● **Dataset**
- - -

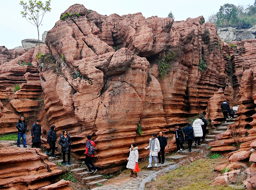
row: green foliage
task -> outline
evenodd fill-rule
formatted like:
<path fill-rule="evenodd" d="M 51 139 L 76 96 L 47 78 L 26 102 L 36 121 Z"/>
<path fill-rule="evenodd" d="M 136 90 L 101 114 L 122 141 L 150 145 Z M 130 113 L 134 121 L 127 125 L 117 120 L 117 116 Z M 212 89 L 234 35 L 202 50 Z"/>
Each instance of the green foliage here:
<path fill-rule="evenodd" d="M 39 43 L 39 27 L 41 24 L 43 18 L 45 15 L 48 12 L 51 11 L 52 8 L 50 8 L 51 0 L 46 1 L 45 5 L 41 1 L 37 2 L 37 0 L 30 0 L 28 4 L 21 1 L 20 5 L 22 6 L 24 11 L 21 11 L 22 17 L 26 20 L 37 29 L 38 35 L 38 45 L 39 46 L 39 52 L 41 54 L 40 44 Z"/>
<path fill-rule="evenodd" d="M 72 182 L 76 182 L 76 179 L 74 177 L 72 173 L 70 172 L 66 172 L 60 176 L 60 179 L 64 179 L 66 181 L 70 181 Z"/>
<path fill-rule="evenodd" d="M 97 183 L 96 185 L 97 185 L 98 187 L 101 187 L 103 185 L 103 184 L 102 184 L 101 183 Z"/>
<path fill-rule="evenodd" d="M 78 77 L 82 78 L 82 75 L 81 74 L 81 73 L 80 71 L 77 71 L 76 72 L 76 76 L 75 76 L 75 78 L 77 78 Z"/>
<path fill-rule="evenodd" d="M 210 159 L 216 159 L 221 157 L 221 155 L 217 153 L 214 153 L 210 157 Z"/>
<path fill-rule="evenodd" d="M 16 140 L 17 136 L 17 134 L 12 133 L 5 135 L 0 135 L 0 140 Z"/>
<path fill-rule="evenodd" d="M 137 128 L 137 132 L 141 135 L 142 135 L 143 133 L 142 132 L 142 128 L 143 126 L 140 124 L 140 123 L 139 122 L 137 125 L 138 128 Z"/>
<path fill-rule="evenodd" d="M 228 29 L 229 24 L 231 19 L 236 19 L 237 16 L 237 8 L 233 4 L 226 3 L 220 6 L 219 12 L 217 13 L 217 23 L 224 22 L 226 24 Z"/>
<path fill-rule="evenodd" d="M 224 168 L 223 168 L 223 169 L 222 170 L 222 171 L 221 171 L 221 173 L 226 173 L 226 172 L 228 172 L 230 171 L 230 170 L 229 169 L 229 168 L 228 167 L 226 167 Z"/>
<path fill-rule="evenodd" d="M 174 17 L 174 16 L 173 16 L 173 13 L 172 12 L 172 11 L 170 11 L 170 12 L 168 14 L 168 15 L 167 16 L 168 17 L 170 17 L 170 18 L 172 18 L 174 20 L 174 19 L 175 18 Z"/>
<path fill-rule="evenodd" d="M 22 66 L 24 66 L 24 65 L 28 65 L 29 66 L 33 66 L 33 65 L 31 63 L 26 63 L 25 61 L 23 62 L 23 63 L 22 63 Z"/>
<path fill-rule="evenodd" d="M 13 90 L 14 92 L 15 92 L 16 91 L 20 89 L 20 87 L 19 85 L 15 85 L 14 87 L 14 89 Z"/>
<path fill-rule="evenodd" d="M 78 13 L 78 12 L 76 12 L 75 13 L 75 14 L 76 16 L 78 18 L 79 17 L 80 17 L 81 15 L 80 14 L 79 14 L 79 13 Z"/>
<path fill-rule="evenodd" d="M 174 51 L 172 51 L 170 53 L 171 54 L 171 55 L 167 55 L 164 58 L 159 60 L 156 62 L 159 72 L 159 76 L 162 79 L 164 79 L 165 75 L 168 74 L 170 72 L 169 70 L 170 65 L 168 63 L 169 61 L 171 60 L 174 61 L 176 57 L 175 53 Z"/>
<path fill-rule="evenodd" d="M 60 19 L 61 20 L 64 20 L 64 19 L 65 19 L 66 18 L 70 18 L 71 16 L 71 14 L 69 12 L 68 12 L 67 13 L 65 13 L 65 14 L 64 14 L 63 15 L 63 16 L 62 16 L 60 18 Z"/>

- - -

● **Job**
Please render every line above as a JSON list of strings, one string per line, leaving out blank lines and any line that stands in for a picture.

● **Answer for the task**
[
  "row: green foliage",
  "task -> outline",
  "evenodd fill-rule",
  "formatted like:",
  "<path fill-rule=\"evenodd\" d=\"M 51 139 L 76 96 L 47 78 L 26 102 L 36 121 Z\"/>",
  "<path fill-rule=\"evenodd\" d=\"M 136 90 L 101 114 L 122 141 L 150 145 Z M 130 113 L 134 121 L 127 125 L 117 120 L 117 116 Z M 212 89 L 234 35 L 202 50 Z\"/>",
  "Each instance of the green foliage here:",
  "<path fill-rule=\"evenodd\" d=\"M 39 43 L 39 27 L 41 24 L 43 18 L 45 15 L 48 12 L 51 11 L 52 8 L 50 8 L 51 0 L 46 1 L 45 5 L 41 1 L 37 2 L 37 0 L 30 0 L 28 4 L 21 1 L 20 5 L 22 6 L 24 11 L 21 11 L 22 17 L 26 20 L 37 29 L 38 35 L 38 45 L 39 46 L 39 52 L 41 54 L 40 44 Z\"/>",
  "<path fill-rule=\"evenodd\" d=\"M 72 182 L 76 182 L 76 179 L 74 177 L 72 173 L 70 172 L 66 172 L 60 176 L 60 179 L 64 179 L 66 181 L 70 181 Z\"/>",
  "<path fill-rule=\"evenodd\" d=\"M 97 183 L 96 185 L 97 185 L 98 187 L 101 187 L 103 185 L 103 184 L 102 184 L 101 183 Z\"/>",
  "<path fill-rule=\"evenodd\" d=\"M 78 77 L 82 78 L 82 75 L 81 74 L 81 73 L 80 71 L 77 71 L 76 72 L 76 76 L 75 76 L 75 78 L 77 78 Z\"/>",
  "<path fill-rule=\"evenodd\" d=\"M 210 159 L 216 159 L 221 157 L 221 155 L 217 153 L 214 153 L 210 157 Z\"/>",
  "<path fill-rule=\"evenodd\" d=\"M 16 140 L 17 136 L 17 134 L 12 133 L 5 135 L 0 135 L 0 140 Z\"/>",
  "<path fill-rule=\"evenodd\" d=\"M 137 128 L 137 132 L 141 135 L 142 135 L 143 133 L 142 132 L 142 128 L 143 126 L 140 124 L 140 123 L 139 122 L 137 125 L 138 128 Z\"/>",
  "<path fill-rule=\"evenodd\" d=\"M 228 29 L 229 24 L 231 19 L 236 19 L 237 16 L 237 8 L 233 4 L 226 3 L 220 6 L 219 12 L 217 13 L 217 23 L 224 22 L 226 24 Z\"/>",
  "<path fill-rule=\"evenodd\" d=\"M 224 168 L 223 168 L 223 169 L 222 170 L 222 171 L 221 171 L 221 173 L 226 173 L 226 172 L 228 172 L 230 171 L 230 170 L 229 169 L 229 168 L 228 167 L 226 167 Z\"/>",
  "<path fill-rule=\"evenodd\" d=\"M 174 17 L 174 16 L 173 16 L 173 13 L 172 12 L 172 11 L 170 11 L 170 12 L 168 14 L 168 15 L 167 16 L 168 17 L 170 17 L 170 18 L 172 18 L 174 20 L 174 19 L 175 18 Z\"/>",
  "<path fill-rule=\"evenodd\" d=\"M 22 66 L 24 66 L 24 65 L 28 65 L 29 66 L 33 66 L 33 65 L 31 63 L 26 63 L 25 61 L 23 62 L 23 63 L 22 63 Z\"/>",
  "<path fill-rule=\"evenodd\" d=\"M 13 90 L 14 92 L 15 92 L 16 91 L 20 89 L 20 87 L 19 85 L 15 85 L 14 87 L 14 89 Z\"/>",
  "<path fill-rule=\"evenodd\" d=\"M 78 13 L 78 12 L 76 12 L 75 13 L 75 14 L 76 16 L 78 18 L 79 17 L 80 17 L 81 15 L 80 14 L 79 14 L 79 13 Z\"/>",
  "<path fill-rule=\"evenodd\" d=\"M 174 51 L 172 51 L 170 53 L 171 54 L 171 55 L 167 55 L 164 58 L 159 60 L 156 62 L 159 72 L 159 76 L 162 79 L 164 79 L 165 75 L 168 74 L 170 72 L 169 70 L 170 65 L 168 63 L 169 61 L 171 60 L 174 61 L 176 57 L 175 53 Z\"/>",
  "<path fill-rule=\"evenodd\" d=\"M 60 19 L 61 20 L 64 20 L 64 19 L 65 19 L 66 18 L 70 18 L 71 16 L 71 14 L 69 12 L 68 12 L 67 13 L 65 13 L 65 14 L 64 14 L 63 15 L 63 16 L 62 16 L 60 18 Z\"/>"
]